Package 'moranajp'

Title: Morphological Analysis for Japanese
Description: Supports morphological analysis for Japanese by using 'MeCab' <https://taku910.github.io/mecab/>, 'Sudachi' <https://github.com/WorksApplications/Sudachi>, 'Chamame' <https://chamame.ninjal.ac.jp/>, or 'Ginza' <https://github.com/megagonlabs/ginza>. Can input a data.frame and obtain all results of 'MeCab' and the row number of the original data.frame as a text id.
Authors: Toshikazu Matsumura [aut, cre]
Maintainer: Toshikazu Matsumura <[email protected]>
License: MIT + file LICENSE
Version: 0.9.7
Built: 2025-01-24 05:30:35 UTC
Source: https://github.com/matutosi/moranajp

Help Index


Add group id column into result of morphological analysis

Description

Add group id column into result of morphological analysis

Usage

add_group(
  tbl,
  col,
  brk = "EOS",
  grp = "group",
  cond = NULL,
  end_with_brk = TRUE
)

Records from a data collection
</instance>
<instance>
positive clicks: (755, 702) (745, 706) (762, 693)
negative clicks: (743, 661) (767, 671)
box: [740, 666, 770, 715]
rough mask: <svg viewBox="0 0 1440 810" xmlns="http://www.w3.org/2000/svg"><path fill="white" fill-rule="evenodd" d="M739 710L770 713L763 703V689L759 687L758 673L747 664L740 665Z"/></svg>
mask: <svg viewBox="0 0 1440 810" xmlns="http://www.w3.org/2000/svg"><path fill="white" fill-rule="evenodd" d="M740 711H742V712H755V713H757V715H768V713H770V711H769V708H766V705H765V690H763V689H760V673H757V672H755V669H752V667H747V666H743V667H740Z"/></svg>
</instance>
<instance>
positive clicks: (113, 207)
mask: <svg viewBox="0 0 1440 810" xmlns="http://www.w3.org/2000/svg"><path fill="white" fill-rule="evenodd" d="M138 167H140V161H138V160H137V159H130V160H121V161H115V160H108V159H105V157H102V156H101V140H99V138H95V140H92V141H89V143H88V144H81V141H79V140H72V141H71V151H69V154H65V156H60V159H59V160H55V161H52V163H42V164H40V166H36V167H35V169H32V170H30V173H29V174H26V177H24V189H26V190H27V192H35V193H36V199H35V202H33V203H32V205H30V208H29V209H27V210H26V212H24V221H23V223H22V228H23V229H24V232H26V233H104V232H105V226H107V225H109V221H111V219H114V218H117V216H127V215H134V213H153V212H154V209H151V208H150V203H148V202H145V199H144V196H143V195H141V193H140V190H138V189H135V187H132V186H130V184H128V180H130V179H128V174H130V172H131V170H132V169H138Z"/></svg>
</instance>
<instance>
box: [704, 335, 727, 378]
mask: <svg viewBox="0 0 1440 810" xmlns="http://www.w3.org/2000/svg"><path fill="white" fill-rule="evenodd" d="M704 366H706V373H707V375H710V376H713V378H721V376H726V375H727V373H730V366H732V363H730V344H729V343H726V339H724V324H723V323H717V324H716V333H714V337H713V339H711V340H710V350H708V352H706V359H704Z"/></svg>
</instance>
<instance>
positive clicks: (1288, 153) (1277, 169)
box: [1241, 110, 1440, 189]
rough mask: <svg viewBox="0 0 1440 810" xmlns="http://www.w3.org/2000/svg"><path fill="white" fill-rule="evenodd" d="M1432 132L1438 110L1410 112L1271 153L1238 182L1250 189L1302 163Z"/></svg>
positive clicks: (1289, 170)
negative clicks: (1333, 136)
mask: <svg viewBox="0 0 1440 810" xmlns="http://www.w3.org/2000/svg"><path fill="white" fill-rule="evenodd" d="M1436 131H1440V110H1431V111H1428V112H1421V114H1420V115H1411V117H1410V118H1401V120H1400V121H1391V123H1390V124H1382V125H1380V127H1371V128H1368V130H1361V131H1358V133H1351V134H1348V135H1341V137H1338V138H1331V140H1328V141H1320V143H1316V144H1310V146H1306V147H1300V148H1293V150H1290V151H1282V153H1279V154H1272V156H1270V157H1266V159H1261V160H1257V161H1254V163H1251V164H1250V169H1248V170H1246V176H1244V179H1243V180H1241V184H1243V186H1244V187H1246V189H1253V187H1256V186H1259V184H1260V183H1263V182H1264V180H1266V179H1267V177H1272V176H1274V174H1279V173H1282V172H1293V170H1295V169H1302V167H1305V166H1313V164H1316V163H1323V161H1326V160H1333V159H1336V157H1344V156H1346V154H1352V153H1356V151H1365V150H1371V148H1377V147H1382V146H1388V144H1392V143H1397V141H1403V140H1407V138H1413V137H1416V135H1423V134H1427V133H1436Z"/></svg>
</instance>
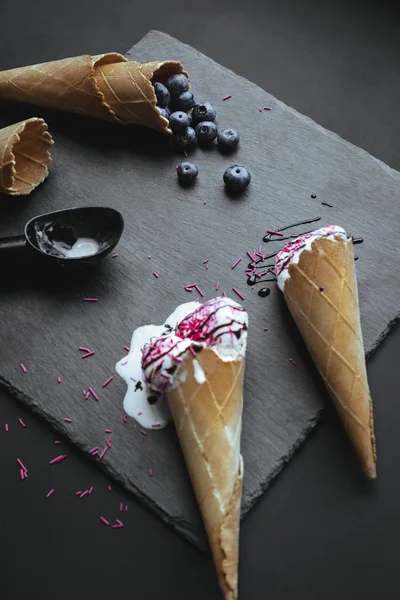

## [Required work]
A) Answer these questions using the moranajp package page:
(i) What version number does the package page give?
(ii) Under what license is the package released?
(iii) In the usage of add_group, what is the default value of the argument brk?
B) Resume the moranajp package page after its last line.
The listing has no role in this exercise.

## [Results of the tasks]
A)
(i) 0.9.7
(ii) MIT + file LICENSE
(iii) "EOS"

B)
Arguments

tbl

A dataframe

col

A string to specify the column including breaks

brk

A string to specify breaks

grp

A string to specify group

cond

A string to specify condition

end_with_brk

A logical

Value

A dataframe

Examples

brk <- "EOS"
tbl <- tibble::tibble(col=c(rep("a", 2), brk, rep("b", 3), brk, rep("c", 4), brk))
add_group(tbl, col = "col")
add_group(tbl, col = "col", end_with_brk = FALSE)

Add id in each group

Description

Add id in each group

Usage

add_id(tbl, grp = "group", id = "id")

Arguments

tbl

A dataframe

grp, id

A string to specify the column of group and id

Value

A dataframe

Examples

brk <- "EOS"
tbl <- tibble::tibble(col=c(rep("a", 2), brk, rep("b", 3), brk, rep("c", 4), brk))
add_group(tbl, col = "col") |>
  add_id(id = "id_in_group")

Wrapper function for add_group() to add sentence id

Description

Wrapper function for add_group() to add sentence id

Usage

add_sentence_no(df, s_id = "sentence")

Arguments

df

A dataframe

s_id

A string for sentence colame

Value

A dataframe

Examples

review_mecab |>
  unescape_utf() |>
  add_sentence_no() |>
  print(n=200)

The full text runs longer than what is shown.